= WHAT YOU ARE ASKED TO DO =
Return all of the entries, keeping every word and mark as it is.

··· MATERIAL SUPPLIED

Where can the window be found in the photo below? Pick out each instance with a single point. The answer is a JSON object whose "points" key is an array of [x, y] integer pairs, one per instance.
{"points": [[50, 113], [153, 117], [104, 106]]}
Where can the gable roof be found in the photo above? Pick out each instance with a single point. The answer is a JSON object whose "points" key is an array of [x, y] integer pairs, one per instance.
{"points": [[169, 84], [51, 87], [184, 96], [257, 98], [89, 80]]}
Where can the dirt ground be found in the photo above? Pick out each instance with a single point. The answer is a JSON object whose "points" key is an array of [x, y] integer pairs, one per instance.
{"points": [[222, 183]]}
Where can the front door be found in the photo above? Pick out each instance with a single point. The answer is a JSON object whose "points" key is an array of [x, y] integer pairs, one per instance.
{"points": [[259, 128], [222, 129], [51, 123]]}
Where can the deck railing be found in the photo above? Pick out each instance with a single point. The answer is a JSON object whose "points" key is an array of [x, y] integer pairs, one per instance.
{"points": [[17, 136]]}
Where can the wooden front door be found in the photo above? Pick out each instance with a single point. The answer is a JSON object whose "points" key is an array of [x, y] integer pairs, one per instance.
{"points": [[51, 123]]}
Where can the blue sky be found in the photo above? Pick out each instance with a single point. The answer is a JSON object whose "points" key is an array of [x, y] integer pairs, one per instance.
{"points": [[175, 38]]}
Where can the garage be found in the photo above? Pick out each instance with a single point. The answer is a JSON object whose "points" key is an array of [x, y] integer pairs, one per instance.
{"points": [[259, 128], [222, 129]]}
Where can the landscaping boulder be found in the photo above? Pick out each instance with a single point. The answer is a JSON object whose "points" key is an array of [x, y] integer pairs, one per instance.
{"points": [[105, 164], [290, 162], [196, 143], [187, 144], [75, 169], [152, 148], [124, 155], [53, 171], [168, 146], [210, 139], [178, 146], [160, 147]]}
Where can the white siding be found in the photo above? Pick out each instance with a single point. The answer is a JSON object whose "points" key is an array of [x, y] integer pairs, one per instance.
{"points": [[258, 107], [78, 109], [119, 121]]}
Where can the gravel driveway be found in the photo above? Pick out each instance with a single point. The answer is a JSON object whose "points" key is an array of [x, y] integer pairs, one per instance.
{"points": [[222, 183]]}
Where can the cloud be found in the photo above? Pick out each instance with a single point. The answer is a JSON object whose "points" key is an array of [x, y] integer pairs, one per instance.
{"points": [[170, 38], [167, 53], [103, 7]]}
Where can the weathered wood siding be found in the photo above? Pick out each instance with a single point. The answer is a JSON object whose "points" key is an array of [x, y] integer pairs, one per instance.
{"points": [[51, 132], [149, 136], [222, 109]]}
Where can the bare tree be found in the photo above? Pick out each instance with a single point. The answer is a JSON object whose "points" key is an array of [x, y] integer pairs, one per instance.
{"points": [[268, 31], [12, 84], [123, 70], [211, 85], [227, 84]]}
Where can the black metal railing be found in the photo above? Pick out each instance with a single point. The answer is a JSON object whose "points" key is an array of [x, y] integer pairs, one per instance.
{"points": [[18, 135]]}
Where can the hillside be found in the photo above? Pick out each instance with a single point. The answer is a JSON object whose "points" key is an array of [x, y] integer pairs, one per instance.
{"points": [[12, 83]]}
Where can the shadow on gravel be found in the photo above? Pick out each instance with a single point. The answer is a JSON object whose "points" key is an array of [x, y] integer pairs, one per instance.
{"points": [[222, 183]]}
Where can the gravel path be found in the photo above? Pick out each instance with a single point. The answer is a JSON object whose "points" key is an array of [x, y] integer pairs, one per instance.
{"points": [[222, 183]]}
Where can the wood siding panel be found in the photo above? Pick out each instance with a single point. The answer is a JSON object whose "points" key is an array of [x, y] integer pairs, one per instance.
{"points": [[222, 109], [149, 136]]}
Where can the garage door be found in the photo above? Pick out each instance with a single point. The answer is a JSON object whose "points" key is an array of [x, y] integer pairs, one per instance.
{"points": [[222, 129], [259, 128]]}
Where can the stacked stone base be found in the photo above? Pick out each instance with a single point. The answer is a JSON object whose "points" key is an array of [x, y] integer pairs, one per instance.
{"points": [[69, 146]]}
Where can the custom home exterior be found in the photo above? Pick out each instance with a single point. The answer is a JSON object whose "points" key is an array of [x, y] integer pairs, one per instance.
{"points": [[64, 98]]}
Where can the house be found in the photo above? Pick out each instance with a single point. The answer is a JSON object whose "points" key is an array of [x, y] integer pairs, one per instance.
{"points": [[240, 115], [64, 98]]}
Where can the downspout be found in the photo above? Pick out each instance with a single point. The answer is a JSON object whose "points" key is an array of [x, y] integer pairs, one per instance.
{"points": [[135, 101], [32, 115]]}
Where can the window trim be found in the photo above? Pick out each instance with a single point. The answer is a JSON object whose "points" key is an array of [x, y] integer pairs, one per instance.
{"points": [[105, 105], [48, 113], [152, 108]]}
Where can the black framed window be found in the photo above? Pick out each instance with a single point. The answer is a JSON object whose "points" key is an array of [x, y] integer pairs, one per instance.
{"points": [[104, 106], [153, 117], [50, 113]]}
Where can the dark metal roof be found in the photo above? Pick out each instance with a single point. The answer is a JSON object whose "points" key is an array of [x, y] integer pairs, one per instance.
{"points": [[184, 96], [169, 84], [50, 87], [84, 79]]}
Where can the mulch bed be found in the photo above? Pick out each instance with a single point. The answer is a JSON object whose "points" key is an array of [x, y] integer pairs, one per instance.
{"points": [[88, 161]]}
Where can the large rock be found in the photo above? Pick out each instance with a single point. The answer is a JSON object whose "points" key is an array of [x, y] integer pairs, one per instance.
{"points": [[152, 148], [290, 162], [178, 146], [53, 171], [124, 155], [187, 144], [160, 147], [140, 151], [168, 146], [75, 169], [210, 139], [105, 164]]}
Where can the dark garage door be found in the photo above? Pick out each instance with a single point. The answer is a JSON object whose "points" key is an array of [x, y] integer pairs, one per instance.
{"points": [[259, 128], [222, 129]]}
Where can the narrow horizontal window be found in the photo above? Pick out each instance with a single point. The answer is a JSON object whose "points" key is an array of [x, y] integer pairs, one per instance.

······

= EXERCISE OUTPUT =
Where can the window be found in the photo below? Pick out each instance with a single point. The answer is a JSON object whose "points" key is an array of [x, y] integer pairs, one per instance.
{"points": [[50, 113], [153, 117], [104, 106]]}
Where can the gable roof be found in the photo above? Pick out each instance with a single point. The answer is a JSON object whose "points" key is an array of [x, y] integer pairs, one per instance.
{"points": [[169, 84], [51, 87], [184, 96], [257, 98], [89, 80]]}
Where can the dirt ground be found in the photo above? Pick out each instance with a single point. The answer is a JSON object whose "points" key is an array of [x, y] integer pairs, one per instance.
{"points": [[222, 183]]}
Where can the front door be found in the photo above? Pick out each instance with a single point. The answer is a JSON object whose "points" key is an array of [x, y] integer pairs, one per instance.
{"points": [[259, 128], [222, 129], [51, 123]]}
Where can the deck railing be found in the photo above? Pick out each instance with a single point. The answer is a JSON object whose "points" key is an array of [x, y] integer pairs, one per instance.
{"points": [[17, 136]]}
Where can the wooden front door be found in the photo above? Pick out each instance with a single point. The answer is a JSON object whose "points" key is an array of [x, y] integer pairs, one per instance.
{"points": [[51, 123]]}
Where can the blue sky be found in the photo above? Pick out each instance with a single point. The answer is a JSON object whose "points" key is an array of [x, y] integer pairs, one per instance.
{"points": [[175, 38]]}
Where can the garage be found in the photo above? Pick out each instance with a single point. The answer is a JSON object whose "points" key is an array of [x, y] integer pairs, one per instance.
{"points": [[259, 128], [222, 129]]}
Where can the landscaping boulder be found in the photo above? Pick out each instance with a single point. The answer is a JSON object whose "points" key is an array of [x, y] integer pairs, one per instance.
{"points": [[105, 164], [290, 162], [196, 143], [187, 144], [75, 169], [152, 148], [124, 155], [53, 171], [168, 146], [210, 139], [178, 146], [160, 147]]}
Where can the white siding be found in the photo above? Pick out each instance with a single point. The answer is a JSON object whose "points" key is an array of [x, y] integer pairs, one per instance.
{"points": [[258, 107], [78, 109], [119, 121]]}
Where can the gravel driveway be found in the photo above? Pick out each instance with a single point. The answer is a JSON object whose "points" key is an array of [x, y] integer pairs, one per instance.
{"points": [[222, 183]]}
Where can the cloud be found in the photo above? Pick out each instance with a single point. The answer is a JSON object whose "points" key is an array of [x, y] integer pairs, one per instance.
{"points": [[170, 38], [167, 53], [103, 7]]}
Where can the weathered wood siding be found in the photo above? Pick out each instance with a single point. The answer is a JSON object whose "points" key is an array of [x, y] integer pairs, one per instance.
{"points": [[51, 132], [149, 136], [222, 109]]}
Where can the bare tree be found in the photo above? Pick out each instance with a single point. The answer is a JSON object whose "points" key is an array of [x, y] integer pairs, one per instance.
{"points": [[268, 31], [12, 84], [123, 70], [211, 85], [227, 84]]}
Where can the black metal railing be found in the photo above? Pick out each instance with a single point. The answer is a JSON object whose "points" key is an array of [x, y] integer pairs, one per instance.
{"points": [[18, 135]]}
Where can the hillside be found in the photo above? Pick out each instance with a single point. The answer is a JSON object whose "points" key is an array of [x, y] integer pairs, one per instance.
{"points": [[12, 83]]}
Where can the shadow on gravel be found in the photo above? Pick out each instance with a single point. The answer is a JSON object whose "points" key is an array of [x, y] integer pairs, one per instance.
{"points": [[222, 183]]}
Where can the gravel path be found in the photo above? Pick out each instance with a single point. The answer is a JSON object whose "points" key is an array of [x, y] integer pairs, one per instance.
{"points": [[222, 183]]}
Where can the wood siding panel be found in the photo above? Pick out each instance with a single point. The answer is a JSON object whose "points" key is an array of [x, y] integer pairs, one per instance.
{"points": [[222, 109], [149, 136]]}
Where can the garage door be found in the photo above? Pick out each instance with a single point. The answer is a JSON object whose "points" key is an array of [x, y] integer pairs, one per instance.
{"points": [[222, 129], [259, 128]]}
Where can the stacked stone base be found in the photo above? Pick out each instance with a single point. The answer is a JSON object whose "points" key is an array of [x, y] integer pairs, one per instance.
{"points": [[69, 146]]}
Where can the custom home exterior be found in the photo above? Pick out each instance with a single point. The answer is a JSON object whose "points" key is an array of [x, y] integer pairs, one per instance.
{"points": [[64, 98]]}
Where can the house be found in the photo above? Pick out each instance with a single point. The answer is a JSON object whose "points" key is an array of [x, y] integer pairs, one per instance.
{"points": [[240, 115], [64, 98]]}
Where can the downspout be found in the photo above? Pick out each instance with a single point. The answer is a JSON object whose "points" key is an array of [x, y] integer pairs, one per instance.
{"points": [[135, 101], [32, 115]]}
Where can the window trim be found in the photo above? Pick out each instance with a single point. The answer is a JSON object whose "points" key is an array of [x, y] integer pairs, one per instance.
{"points": [[105, 105], [48, 113], [152, 108]]}
Where can the black framed window be found in the photo above? Pick out each instance with a single point. The answer is a JSON object whose "points" key is an array of [x, y] integer pairs, one per instance.
{"points": [[104, 106], [153, 117], [50, 113]]}
Where can the dark metal roof be found in the photo above? Pick out each instance with a single point. The answer is a JSON object whose "points" key is an array of [x, y] integer pairs, one per instance.
{"points": [[184, 96], [169, 84], [50, 87], [84, 79]]}
Where can the mulch bed be found in the photo above? Pick out each instance with a single point. The answer is a JSON object whose "points" key is an array of [x, y] integer pairs, one per instance.
{"points": [[88, 161]]}
Where can the large rock be found in the photo above? Pick out each instance with a single point. The answer is a JSON object whose "points" key is an array of [x, y] integer pairs, one per instance.
{"points": [[152, 148], [290, 162], [178, 146], [53, 171], [124, 155], [187, 144], [160, 147], [140, 151], [168, 146], [75, 169], [210, 139], [105, 164]]}
Where can the dark garage door be found in the photo above? Pick out each instance with a single point. The answer is a JSON object whose "points" key is an array of [x, y] integer pairs, one per instance.
{"points": [[259, 128], [222, 129]]}
Where can the narrow horizontal window be found in the photo above? Pick out each instance with a single point. The answer is a JSON object whose "points" key is an array of [x, y] integer pairs, one per instance.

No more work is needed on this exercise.